Verilen görev 1: Aşağıdaki okuma parçasını başından sonuna kadar hiçbir değişiklik yapmadan yazdırın.

Okuma parçası:
--------

Modern Karakter
Batı zihni/yeti/nin ve düşüncesinin Hıristiyan değerler sisteminde uzunca bir süre terbiye edilmesi bile, kaçınılmaz olarak Hıristiyanlığın modern dönemdeki statüsünü aşındıracak şekilde işliyordu. Aydınlanmadan itibaren, Batı zihninin sosyal vicdanının sürgit devam eden gelişimi, bilinçaltı önyargılarını ve önkabullerini daha gözle görülür bir şekilde kabulü ve artan tarih bilgisi, Hıristiyan dininin yüzyıllardır devam edegelen fiîlî uygulamasına yeni bir ışık tutuyordu. Bütün insanlığı sevme, bütün insanlığa hizmet etme ve bireysel insan ruhuna yüksek değer verme gibi anabaşlıklarla özetlenebilecek Hıristiyanlık buyruğu, şimdi, Hıristiyanlığın uzun bağnazlık ve şiddetli hoşgörüsüzlük tarihi (diğer halkları zorla Hıristiyan yapma girişimleri, diğer kültürel perspektifleri acımasızca bastırması, heretikleri sigaya çekip türlü işkencelere maruz bırakması, Müslümanlara karşı haçlı savaşları yapması, Yahudilere baskı uygulaması, kadınların spiritüel tecrübelerini değersizleştirmesi ve kadınları dînî otorite pozisyonlarından dışlaması, köleleştirme ve kolonyalist sömürü uygulamaları, kendi kilisesinin dışındaki herkese karşı derinlerde kök salan bir önyargıyla ve dînî bir saldırganlıkla yaklaşması) ile taban tabana zıt bir görünüm arzediyordu. Kendi standartları açısından bile değerlendirildiğinde, Hıristiyanlık, ahlâkî standartların bir hayli gerisine düşüyordu ve antik Stoacılıksan modern liberalizme ve sosyalizme kadar pek çok alternatif sistemin hiç de makul olmayan tabiatüstü bir inanç bagajı sunmaksızın aynı ölçüde ilham veren İnsanî çaba programı sunduğu gözleniyordu.

--------

Girdi kayıtları:
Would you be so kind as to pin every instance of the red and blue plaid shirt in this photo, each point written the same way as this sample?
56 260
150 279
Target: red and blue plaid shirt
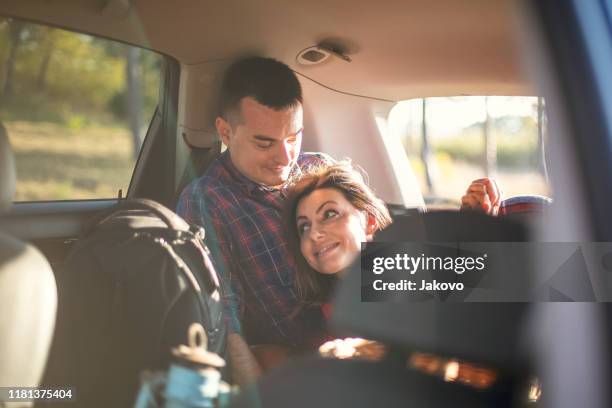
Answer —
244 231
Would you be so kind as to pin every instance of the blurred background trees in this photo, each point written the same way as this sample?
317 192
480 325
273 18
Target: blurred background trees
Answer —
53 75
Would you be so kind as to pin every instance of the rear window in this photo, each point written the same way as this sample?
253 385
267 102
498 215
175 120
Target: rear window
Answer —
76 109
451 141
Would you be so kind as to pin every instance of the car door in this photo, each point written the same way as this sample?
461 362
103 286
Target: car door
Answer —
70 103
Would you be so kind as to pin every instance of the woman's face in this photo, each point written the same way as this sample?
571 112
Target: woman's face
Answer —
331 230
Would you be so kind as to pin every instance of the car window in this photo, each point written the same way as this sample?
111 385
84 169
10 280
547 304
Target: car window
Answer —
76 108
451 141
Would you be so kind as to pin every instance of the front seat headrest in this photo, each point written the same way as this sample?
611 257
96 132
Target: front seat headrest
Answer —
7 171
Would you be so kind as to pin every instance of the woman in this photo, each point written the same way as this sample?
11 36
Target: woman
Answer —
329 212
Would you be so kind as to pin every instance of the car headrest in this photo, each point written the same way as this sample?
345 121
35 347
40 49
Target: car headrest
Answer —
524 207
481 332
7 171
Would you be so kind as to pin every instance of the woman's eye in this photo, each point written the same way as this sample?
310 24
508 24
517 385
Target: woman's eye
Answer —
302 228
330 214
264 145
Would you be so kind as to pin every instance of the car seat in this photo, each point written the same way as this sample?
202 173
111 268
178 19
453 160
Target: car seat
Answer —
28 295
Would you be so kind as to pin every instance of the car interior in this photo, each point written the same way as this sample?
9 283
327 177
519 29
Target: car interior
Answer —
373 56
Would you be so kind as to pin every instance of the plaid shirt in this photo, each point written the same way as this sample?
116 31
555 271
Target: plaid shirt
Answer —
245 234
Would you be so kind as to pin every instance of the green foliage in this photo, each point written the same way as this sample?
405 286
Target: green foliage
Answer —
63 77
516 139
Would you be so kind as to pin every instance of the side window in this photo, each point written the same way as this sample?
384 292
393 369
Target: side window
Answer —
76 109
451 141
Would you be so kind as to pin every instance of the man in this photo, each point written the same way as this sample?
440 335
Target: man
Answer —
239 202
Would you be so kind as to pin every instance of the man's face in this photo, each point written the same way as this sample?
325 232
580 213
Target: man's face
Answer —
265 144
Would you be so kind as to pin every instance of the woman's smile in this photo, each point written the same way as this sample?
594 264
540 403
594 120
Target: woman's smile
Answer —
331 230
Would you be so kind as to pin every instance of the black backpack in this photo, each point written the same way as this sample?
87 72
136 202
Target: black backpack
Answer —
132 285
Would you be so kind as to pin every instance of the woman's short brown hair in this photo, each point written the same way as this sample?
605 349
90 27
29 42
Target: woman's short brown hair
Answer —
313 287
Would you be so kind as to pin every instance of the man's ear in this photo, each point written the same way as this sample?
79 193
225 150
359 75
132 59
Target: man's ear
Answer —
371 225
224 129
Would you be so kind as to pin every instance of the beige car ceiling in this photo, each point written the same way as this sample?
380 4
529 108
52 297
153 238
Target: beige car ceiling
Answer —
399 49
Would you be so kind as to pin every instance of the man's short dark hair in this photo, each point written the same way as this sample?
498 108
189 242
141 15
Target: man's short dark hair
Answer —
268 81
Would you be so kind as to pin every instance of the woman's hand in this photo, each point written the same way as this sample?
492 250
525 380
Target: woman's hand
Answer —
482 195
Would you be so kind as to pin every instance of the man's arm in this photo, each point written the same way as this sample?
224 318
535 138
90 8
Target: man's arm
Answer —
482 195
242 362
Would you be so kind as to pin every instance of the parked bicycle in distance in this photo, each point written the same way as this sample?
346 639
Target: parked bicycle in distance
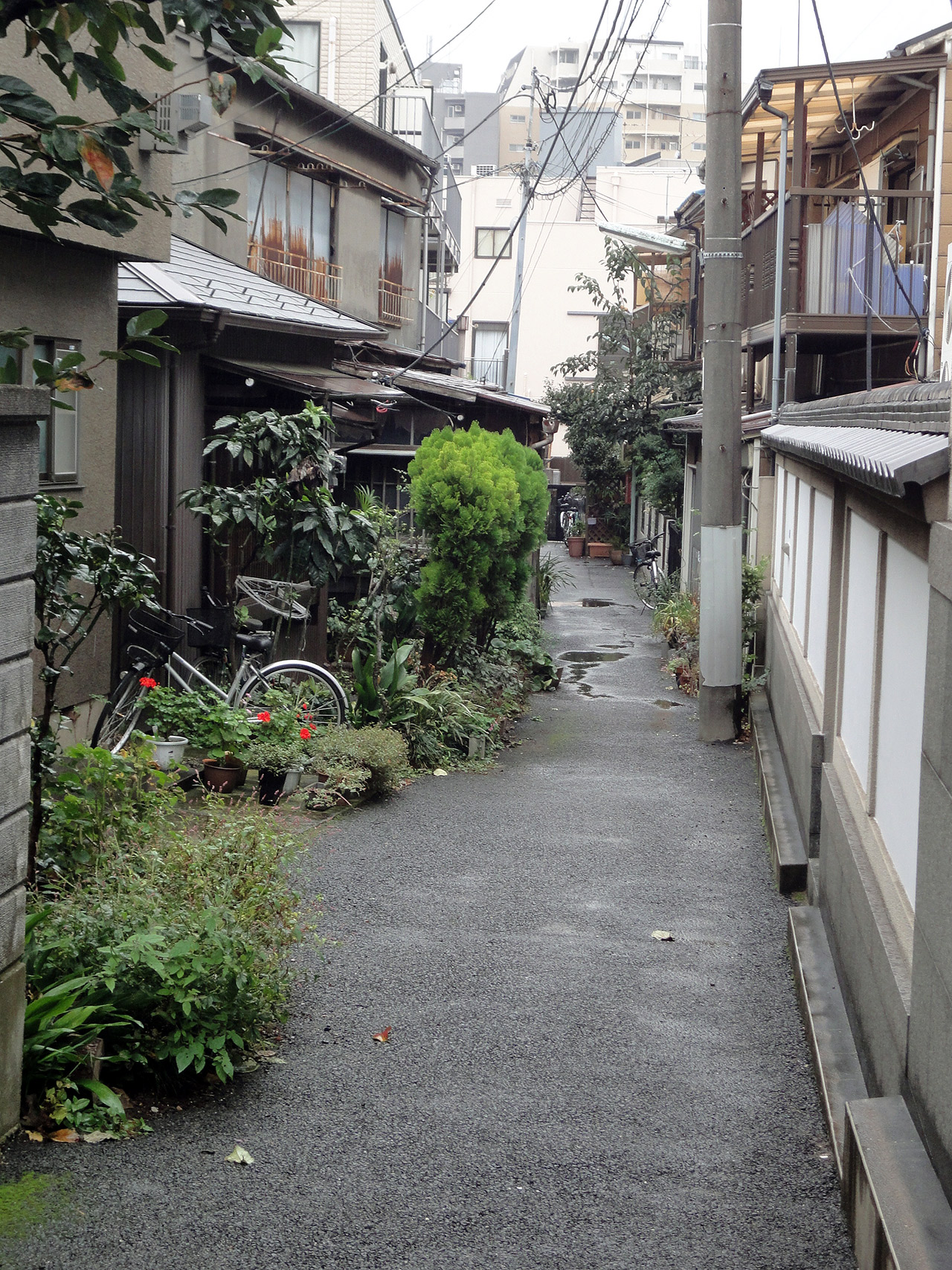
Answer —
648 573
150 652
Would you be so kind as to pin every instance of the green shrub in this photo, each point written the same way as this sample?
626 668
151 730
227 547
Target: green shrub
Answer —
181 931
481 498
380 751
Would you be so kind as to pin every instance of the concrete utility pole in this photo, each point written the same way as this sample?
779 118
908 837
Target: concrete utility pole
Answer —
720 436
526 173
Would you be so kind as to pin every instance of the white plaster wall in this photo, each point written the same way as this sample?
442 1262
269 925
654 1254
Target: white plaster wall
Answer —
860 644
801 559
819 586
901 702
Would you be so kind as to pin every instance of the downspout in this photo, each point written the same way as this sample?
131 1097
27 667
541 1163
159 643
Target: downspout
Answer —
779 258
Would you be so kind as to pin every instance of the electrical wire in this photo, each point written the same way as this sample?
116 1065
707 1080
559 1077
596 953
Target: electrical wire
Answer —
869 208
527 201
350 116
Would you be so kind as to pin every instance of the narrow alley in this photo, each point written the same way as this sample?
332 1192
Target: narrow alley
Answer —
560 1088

--------

Verilen görev 2: Yukarıdaki kayıtlarda "of the electrical" ifadesinin geçtiği satırdan kayıtların sonuna kadar ne varsa, o satır da dahil olmak üzere, olduğu gibi çıktı olarak verin.

Alıştırma çözümü 1:
Modern Karakter
Batı zihni/yeti/nin ve düşüncesinin Hıristiyan değerler sisteminde uzunca bir süre terbiye edilmesi bile, kaçınılmaz olarak Hıristiyanlığın modern dönemdeki statüsünü aşındıracak şekilde işliyordu. Aydınlanmadan itibaren, Batı zihninin sosyal vicdanının sürgit devam eden gelişimi, bilinçaltı önyargılarını ve önkabullerini daha gözle görülür bir şekilde kabulü ve artan tarih bilgisi, Hıristiyan dininin yüzyıllardır devam edegelen fiîlî uygulamasına yeni bir ışık tutuyordu. Bütün insanlığı sevme, bütün insanlığa hizmet etme ve bireysel insan ruhuna yüksek değer verme gibi anabaşlıklarla özetlenebilecek Hıristiyanlık buyruğu, şimdi, Hıristiyanlığın uzun bağnazlık ve şiddetli hoşgörüsüzlük tarihi (diğer halkları zorla Hıristiyan yapma girişimleri, diğer kültürel perspektifleri acımasızca bastırması, heretikleri sigaya çekip türlü işkencelere maruz bırakması, Müslümanlara karşı haçlı savaşları yapması, Yahudilere baskı uygulaması, kadınların spiritüel tecrübelerini değersizleştirmesi ve kadınları dînî otorite pozisyonlarından dışlaması, köleleştirme ve kolonyalist sömürü uygulamaları, kendi kilisesinin dışındaki herkese karşı derinlerde kök salan bir önyargıyla ve dînî bir saldırganlıkla yaklaşması) ile taban tabana zıt bir görünüm arzediyordu. Kendi standartları açısından bile değerlendirildiğinde, Hıristiyanlık, ahlâkî standartların bir hayli gerisine düşüyordu ve antik Stoacılıksan modern liberalizme ve sosyalizme kadar pek çok alternatif sistemin hiç de makul olmayan tabiatüstü bir inanç bagajı sunmaksızın aynı ölçüde ilham veren İnsanî çaba programı sunduğu gözleniyordu.

Alıştırma çözümü 2:
Would you be so kind as to pin every instance of the electrical wire in this photo, each point written the same way as this sample?
116 1065
707 1080
559 1077
596 953
Target: electrical wire
Answer —
869 208
527 201
350 116
Would you be so kind as to pin every instance of the narrow alley in this photo, each point written the same way as this sample?
332 1192
Target: narrow alley
Answer —
560 1088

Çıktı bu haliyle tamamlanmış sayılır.